An image-free, verbatim transcription of the records is the expected result.

(Collected data entries)
"""

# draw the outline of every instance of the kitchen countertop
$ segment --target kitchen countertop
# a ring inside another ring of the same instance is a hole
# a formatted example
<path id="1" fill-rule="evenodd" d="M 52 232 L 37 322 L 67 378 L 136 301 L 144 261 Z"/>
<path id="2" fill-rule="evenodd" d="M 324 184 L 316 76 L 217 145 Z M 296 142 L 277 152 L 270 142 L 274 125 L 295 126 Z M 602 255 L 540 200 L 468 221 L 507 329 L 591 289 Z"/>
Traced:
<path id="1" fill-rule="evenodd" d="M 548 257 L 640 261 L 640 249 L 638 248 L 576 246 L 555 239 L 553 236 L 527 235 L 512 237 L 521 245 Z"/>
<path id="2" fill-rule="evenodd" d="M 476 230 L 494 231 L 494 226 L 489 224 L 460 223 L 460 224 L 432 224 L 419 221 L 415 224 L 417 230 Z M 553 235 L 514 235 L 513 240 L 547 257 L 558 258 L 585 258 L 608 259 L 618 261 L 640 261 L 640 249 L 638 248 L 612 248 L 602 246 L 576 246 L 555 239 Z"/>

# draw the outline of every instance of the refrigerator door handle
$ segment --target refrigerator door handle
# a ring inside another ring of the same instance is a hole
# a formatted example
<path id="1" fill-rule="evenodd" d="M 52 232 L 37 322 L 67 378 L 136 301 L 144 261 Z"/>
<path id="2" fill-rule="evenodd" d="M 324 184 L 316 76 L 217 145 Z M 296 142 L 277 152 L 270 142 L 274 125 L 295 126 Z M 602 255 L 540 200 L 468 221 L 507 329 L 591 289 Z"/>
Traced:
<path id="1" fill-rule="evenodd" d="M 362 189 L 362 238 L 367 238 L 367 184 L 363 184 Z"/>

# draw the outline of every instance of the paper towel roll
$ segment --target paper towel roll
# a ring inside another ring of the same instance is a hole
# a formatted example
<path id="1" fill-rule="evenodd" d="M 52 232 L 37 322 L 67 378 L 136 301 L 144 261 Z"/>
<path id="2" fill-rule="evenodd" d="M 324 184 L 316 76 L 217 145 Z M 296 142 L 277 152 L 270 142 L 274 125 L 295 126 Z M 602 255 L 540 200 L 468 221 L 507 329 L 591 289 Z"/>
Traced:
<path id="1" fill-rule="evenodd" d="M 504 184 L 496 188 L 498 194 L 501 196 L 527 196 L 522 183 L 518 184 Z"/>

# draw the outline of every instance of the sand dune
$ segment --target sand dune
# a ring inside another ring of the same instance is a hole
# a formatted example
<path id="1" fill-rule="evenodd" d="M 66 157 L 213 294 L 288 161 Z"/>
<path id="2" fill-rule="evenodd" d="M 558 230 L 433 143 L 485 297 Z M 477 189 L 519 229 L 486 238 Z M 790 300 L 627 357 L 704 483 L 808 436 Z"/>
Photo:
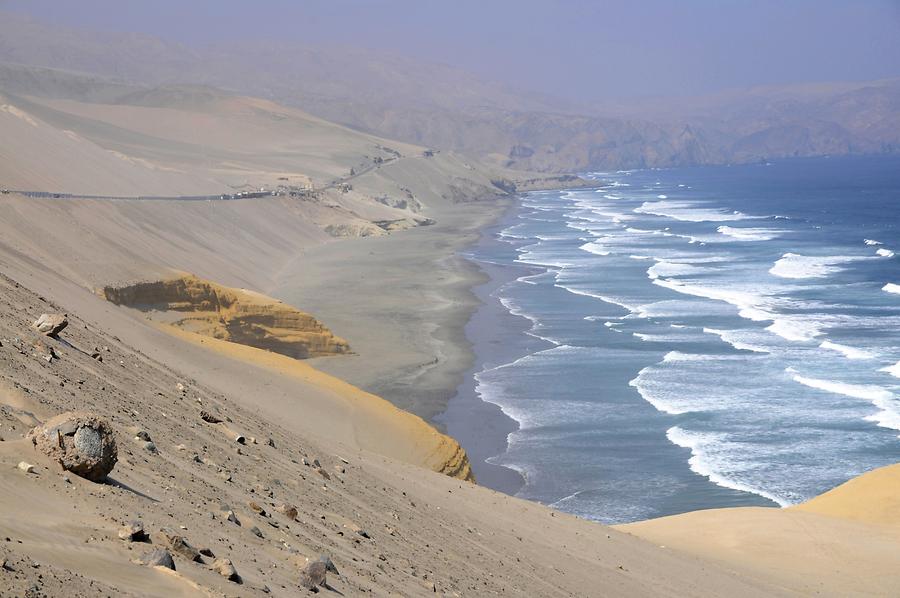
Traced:
<path id="1" fill-rule="evenodd" d="M 804 594 L 889 596 L 900 587 L 900 465 L 788 509 L 715 509 L 618 528 Z"/>

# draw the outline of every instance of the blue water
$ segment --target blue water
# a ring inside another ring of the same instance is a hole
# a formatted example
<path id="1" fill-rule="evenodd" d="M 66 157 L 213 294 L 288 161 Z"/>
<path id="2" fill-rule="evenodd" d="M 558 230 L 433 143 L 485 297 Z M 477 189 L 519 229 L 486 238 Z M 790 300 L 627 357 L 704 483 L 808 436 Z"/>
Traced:
<path id="1" fill-rule="evenodd" d="M 900 461 L 900 159 L 591 176 L 470 256 L 515 273 L 490 301 L 530 327 L 511 361 L 476 347 L 519 496 L 623 522 Z"/>

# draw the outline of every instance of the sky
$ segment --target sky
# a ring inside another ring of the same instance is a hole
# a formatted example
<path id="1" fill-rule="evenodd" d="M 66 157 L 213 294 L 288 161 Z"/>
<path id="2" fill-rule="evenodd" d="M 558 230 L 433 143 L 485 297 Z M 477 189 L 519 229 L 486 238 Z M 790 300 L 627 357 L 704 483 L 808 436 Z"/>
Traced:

"""

Answer to the exercise:
# draw the outline of every instance of the kitchen countertop
$ segment --target kitchen countertop
# a ring inside another ring of the same instance is a hole
# a formatted example
<path id="1" fill-rule="evenodd" d="M 52 232 L 37 322 L 67 378 L 136 301 L 144 261 Z"/>
<path id="2" fill-rule="evenodd" d="M 324 184 L 316 76 L 217 145 Z M 296 142 L 277 152 L 270 142 L 274 125 L 295 126 Z M 602 255 L 540 200 L 468 221 L 507 329 L 591 289 Z"/>
Traced:
<path id="1" fill-rule="evenodd" d="M 548 257 L 640 261 L 640 249 L 638 248 L 576 246 L 555 239 L 553 236 L 527 235 L 512 237 L 521 245 Z"/>
<path id="2" fill-rule="evenodd" d="M 476 230 L 494 231 L 494 226 L 489 224 L 460 223 L 460 224 L 432 224 L 419 221 L 415 224 L 417 230 Z M 553 235 L 514 235 L 513 240 L 547 257 L 558 258 L 585 258 L 608 259 L 618 261 L 640 261 L 640 249 L 638 248 L 612 248 L 602 246 L 576 246 L 555 239 Z"/>

# draw the outline of every instance of the refrigerator door handle
$ segment --target refrigerator door handle
# a ring inside another ring of the same instance is a hole
# a formatted example
<path id="1" fill-rule="evenodd" d="M 52 232 L 37 322 L 67 378 L 136 301 L 144 261 Z"/>
<path id="2" fill-rule="evenodd" d="M 324 184 L 316 76 L 217 145 Z M 296 142 L 277 152 L 270 142 L 274 125 L 295 126 Z M 602 255 L 540 200 L 468 221 L 507 329 L 591 289 Z"/>
Traced:
<path id="1" fill-rule="evenodd" d="M 362 189 L 362 238 L 367 238 L 367 184 L 363 184 Z"/>

# draw the outline of every instance of the paper towel roll
$ segment --target paper towel roll
# a ring inside another ring of the same instance is a hole
# a formatted example
<path id="1" fill-rule="evenodd" d="M 52 232 L 37 322 L 67 378 L 136 301 L 144 261 Z"/>
<path id="2" fill-rule="evenodd" d="M 324 184 L 316 76 L 217 145 Z M 296 142 L 277 152 L 270 142 L 274 125 L 295 126 Z M 602 255 L 540 200 L 468 221 L 507 329 L 591 289 Z"/>
Traced:
<path id="1" fill-rule="evenodd" d="M 504 184 L 496 188 L 498 194 L 501 196 L 527 196 L 522 183 L 518 184 Z"/>

# draw the outline of every instance of the sand dune
$ segment --target sand dune
# a ring inside another ring of the same instance is a hole
# a formatted example
<path id="1" fill-rule="evenodd" d="M 66 157 L 213 294 L 288 161 Z"/>
<path id="2" fill-rule="evenodd" d="M 558 230 L 433 143 L 485 297 Z M 477 189 L 519 229 L 486 238 Z M 790 300 L 627 357 L 704 483 L 808 436 Z"/>
Photo:
Traced:
<path id="1" fill-rule="evenodd" d="M 804 594 L 889 596 L 900 587 L 900 465 L 788 509 L 715 509 L 618 528 Z"/>

# draw the outline of every instance of the blue water
$ segment --target blue water
# a ring inside another ring of the same instance is a hole
# a formatted example
<path id="1" fill-rule="evenodd" d="M 66 157 L 213 294 L 288 161 Z"/>
<path id="2" fill-rule="evenodd" d="M 558 230 L 433 143 L 485 297 Z M 477 189 L 519 229 L 486 238 Z M 790 300 L 627 357 L 704 483 L 808 436 Z"/>
Traced:
<path id="1" fill-rule="evenodd" d="M 900 461 L 900 159 L 591 176 L 470 256 L 515 273 L 490 301 L 530 327 L 511 361 L 476 347 L 519 496 L 623 522 Z"/>

# draw the outline of every instance of the sky
$ segment --target sky
# a ring inside another ring of the same instance is a hole
# a formatted example
<path id="1" fill-rule="evenodd" d="M 66 157 L 213 294 L 288 161 Z"/>
<path id="2" fill-rule="evenodd" d="M 558 230 L 433 143 L 485 297 Z M 477 189 L 519 229 L 486 238 Z M 790 300 L 627 357 L 704 483 L 808 436 Z"/>
Traced:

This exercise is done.